— Records for the exercise —
** Begin **
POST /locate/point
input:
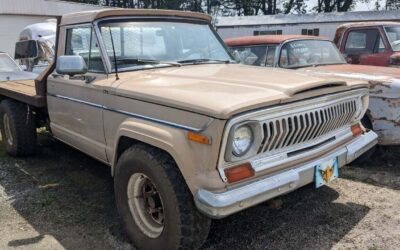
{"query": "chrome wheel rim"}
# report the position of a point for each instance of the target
(7, 129)
(145, 205)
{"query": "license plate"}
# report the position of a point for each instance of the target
(326, 172)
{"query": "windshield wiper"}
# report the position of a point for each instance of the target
(147, 61)
(199, 61)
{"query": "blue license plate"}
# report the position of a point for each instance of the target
(326, 172)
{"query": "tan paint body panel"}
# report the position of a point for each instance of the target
(203, 97)
(220, 90)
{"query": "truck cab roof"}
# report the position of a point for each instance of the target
(93, 15)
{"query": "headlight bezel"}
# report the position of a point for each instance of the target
(255, 128)
(250, 140)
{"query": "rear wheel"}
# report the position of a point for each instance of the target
(155, 203)
(18, 128)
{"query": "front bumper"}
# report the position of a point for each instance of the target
(221, 204)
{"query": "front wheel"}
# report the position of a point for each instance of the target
(155, 203)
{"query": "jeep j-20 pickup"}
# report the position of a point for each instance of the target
(189, 134)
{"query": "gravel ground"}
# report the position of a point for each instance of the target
(62, 199)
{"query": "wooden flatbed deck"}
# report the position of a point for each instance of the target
(23, 91)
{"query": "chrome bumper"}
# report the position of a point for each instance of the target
(221, 204)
** End **
— Exercise aim —
Print out the whole of the material word for word, without pictures.

— Answer to the problem —
POST /locate/point
input:
{"query": "chrome wheel rim"}
# report the position of a point for each instance of the target
(7, 129)
(145, 205)
{"query": "license plate"}
# report the position of a point for each instance of the target
(326, 172)
{"query": "windshield wiper"}
# report the position of a point for each instance of the target
(147, 61)
(199, 61)
{"query": "blue license plate"}
# report the position of a point for each instance of the target
(326, 172)
{"query": "tan paint body panel"}
# report the position of a point for each instance of the target
(203, 97)
(220, 90)
{"query": "truck cab roof"}
# report the position of a point for each instance of the target
(93, 15)
{"query": "headlight bezel"}
# report the position of a point for each instance of the target
(255, 128)
(250, 140)
{"query": "rear wheel"}
# report the position of a point for each instance of the target
(155, 203)
(18, 128)
{"query": "front bumper"}
# report the position of a point for each instance of the target
(221, 204)
{"query": "front wheel"}
# report the position of a point for each instance of the target
(155, 203)
{"query": "jeep j-20 pickup"}
# report the position of a point for each instance of the target
(189, 134)
{"query": "gravel ground"}
# report the position of a point for each instance of the target
(62, 199)
{"query": "wooden flatbed deck"}
# report the position of a point for each instance of the target
(23, 91)
{"query": "chrome bumper"}
# report the position of a point for each instance of the target
(221, 204)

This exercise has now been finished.